(begin)
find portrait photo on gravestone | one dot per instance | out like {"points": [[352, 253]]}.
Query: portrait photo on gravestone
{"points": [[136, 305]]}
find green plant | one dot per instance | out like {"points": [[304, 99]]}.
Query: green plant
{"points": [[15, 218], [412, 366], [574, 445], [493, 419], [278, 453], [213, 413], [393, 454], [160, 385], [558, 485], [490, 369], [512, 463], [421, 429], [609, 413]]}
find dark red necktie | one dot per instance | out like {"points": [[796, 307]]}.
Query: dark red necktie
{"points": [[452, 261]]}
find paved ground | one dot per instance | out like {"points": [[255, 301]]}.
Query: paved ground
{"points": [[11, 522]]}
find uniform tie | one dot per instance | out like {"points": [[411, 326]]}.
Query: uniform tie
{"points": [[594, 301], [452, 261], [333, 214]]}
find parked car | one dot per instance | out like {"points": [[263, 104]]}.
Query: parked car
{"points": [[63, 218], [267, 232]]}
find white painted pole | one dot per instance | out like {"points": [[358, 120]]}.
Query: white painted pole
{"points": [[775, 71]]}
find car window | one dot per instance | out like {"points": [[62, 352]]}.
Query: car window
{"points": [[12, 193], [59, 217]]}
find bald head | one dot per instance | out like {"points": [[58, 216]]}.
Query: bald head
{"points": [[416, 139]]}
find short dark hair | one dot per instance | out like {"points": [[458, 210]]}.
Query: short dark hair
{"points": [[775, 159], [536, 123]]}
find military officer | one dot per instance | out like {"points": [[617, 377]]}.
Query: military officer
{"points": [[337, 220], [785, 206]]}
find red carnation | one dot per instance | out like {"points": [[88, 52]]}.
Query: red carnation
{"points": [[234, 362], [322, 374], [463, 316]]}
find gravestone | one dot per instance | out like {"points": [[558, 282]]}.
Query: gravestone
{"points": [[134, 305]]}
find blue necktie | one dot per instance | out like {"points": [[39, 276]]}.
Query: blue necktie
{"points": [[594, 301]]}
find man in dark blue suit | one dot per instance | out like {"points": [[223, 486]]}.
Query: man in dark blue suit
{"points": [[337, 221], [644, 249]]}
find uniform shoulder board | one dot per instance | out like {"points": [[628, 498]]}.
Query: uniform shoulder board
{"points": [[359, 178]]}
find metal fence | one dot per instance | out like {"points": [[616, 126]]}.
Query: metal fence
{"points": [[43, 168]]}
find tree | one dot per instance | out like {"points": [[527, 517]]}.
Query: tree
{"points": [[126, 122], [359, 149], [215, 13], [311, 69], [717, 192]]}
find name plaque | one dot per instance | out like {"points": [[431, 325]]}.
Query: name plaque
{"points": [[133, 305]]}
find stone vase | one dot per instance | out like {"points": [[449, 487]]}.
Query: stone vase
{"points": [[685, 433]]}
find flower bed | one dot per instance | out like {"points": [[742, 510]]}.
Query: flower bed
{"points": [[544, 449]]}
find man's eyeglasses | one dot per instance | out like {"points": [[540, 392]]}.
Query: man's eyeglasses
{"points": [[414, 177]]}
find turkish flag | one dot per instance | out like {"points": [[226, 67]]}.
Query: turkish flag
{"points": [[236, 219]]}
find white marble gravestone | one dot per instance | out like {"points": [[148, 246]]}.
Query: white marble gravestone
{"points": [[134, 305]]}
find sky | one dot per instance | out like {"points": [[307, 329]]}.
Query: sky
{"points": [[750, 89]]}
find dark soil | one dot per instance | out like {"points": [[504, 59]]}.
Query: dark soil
(end)
_SET EXERCISE_
Copy every item above word for word, changing nothing.

_OUTPUT OF THE EXERCISE_
find portrait photo on gravestone | one dot per instance | out like {"points": [[352, 253]]}.
Query: portrait photo on gravestone
{"points": [[136, 305]]}
find green plant | one dot per instance | out like {"points": [[304, 99]]}.
Query: green plant
{"points": [[15, 218], [412, 366], [574, 445], [493, 419], [278, 453], [213, 413], [393, 454], [160, 385], [558, 485], [490, 369], [512, 463], [421, 429], [609, 413]]}
find dark red necktie | one dot per instance | out like {"points": [[796, 307]]}.
Query: dark red necktie
{"points": [[452, 261]]}
find paved ground | one dot per instance | out like {"points": [[255, 301]]}.
Query: paved ground
{"points": [[11, 522]]}
find uniform tie | one dot per instance | out like {"points": [[411, 326]]}.
Query: uniform tie
{"points": [[594, 301], [452, 261], [333, 214]]}
find parked car | one dot per instance | out like {"points": [[263, 104]]}.
Query: parked car
{"points": [[63, 218], [267, 232]]}
find white painted pole | one dot per instance | out like {"points": [[358, 120]]}.
Query: white painted pole
{"points": [[775, 71]]}
find car window | one dot per instance | out like {"points": [[62, 352]]}.
Query: car window
{"points": [[12, 193], [59, 217]]}
find bald head | one dot per instance | out like {"points": [[58, 216]]}.
Query: bald head
{"points": [[416, 139]]}
find short dark hair | one dot per instance | out like {"points": [[458, 210]]}.
Query: short dark hair
{"points": [[775, 159], [536, 123]]}
find military officer | one dot per instance | out like {"points": [[617, 377]]}.
Query: military officer
{"points": [[337, 220], [785, 206]]}
find red carnation | one dot per instance | out like {"points": [[88, 52]]}.
Query: red carnation
{"points": [[234, 362], [322, 374], [463, 316]]}
find gravestone | one dot per instance | out like {"points": [[558, 282]]}.
Query: gravestone
{"points": [[134, 305]]}
find blue necktie | one dot per instance | out like {"points": [[39, 276]]}.
Query: blue necktie
{"points": [[594, 301]]}
find man in dark blue suit | one dot per instance | out like {"points": [[223, 486]]}.
Query: man in dark blue suit
{"points": [[337, 221], [644, 249]]}
find uniform shoulder board | one dot per instance | out like {"points": [[628, 498]]}.
Query: uniform shoulder board
{"points": [[359, 178]]}
find metal fence | one dot per instance | out like {"points": [[616, 126]]}.
Query: metal fence
{"points": [[43, 168]]}
find tree | one dot per instance | out like {"points": [[527, 517]]}.
Query: tree
{"points": [[126, 122], [359, 149], [215, 13], [311, 69], [717, 192]]}
find name plaque | one dot per instance | out like {"points": [[431, 325]]}.
Query: name plaque
{"points": [[133, 305]]}
find stone vase | one dot per instance | out like {"points": [[449, 487]]}.
Query: stone vase
{"points": [[685, 433]]}
find flower bed | one dot per instance | out like {"points": [[742, 510]]}.
Query: flower bed
{"points": [[544, 449]]}
find man's eyeglasses | one dot per instance | out like {"points": [[540, 392]]}.
Query: man's eyeglasses
{"points": [[414, 177]]}
find turkish flag | one dot per instance | out like {"points": [[226, 67]]}.
Query: turkish flag
{"points": [[236, 219]]}
find white marble gravestone | one dot per instance | out like {"points": [[148, 246]]}.
Query: white marble gravestone
{"points": [[134, 305]]}
find sky | one dot per instance | out like {"points": [[307, 329]]}.
Query: sky
{"points": [[750, 89]]}
find dark soil | one dot per instance | out like {"points": [[504, 59]]}.
Query: dark soil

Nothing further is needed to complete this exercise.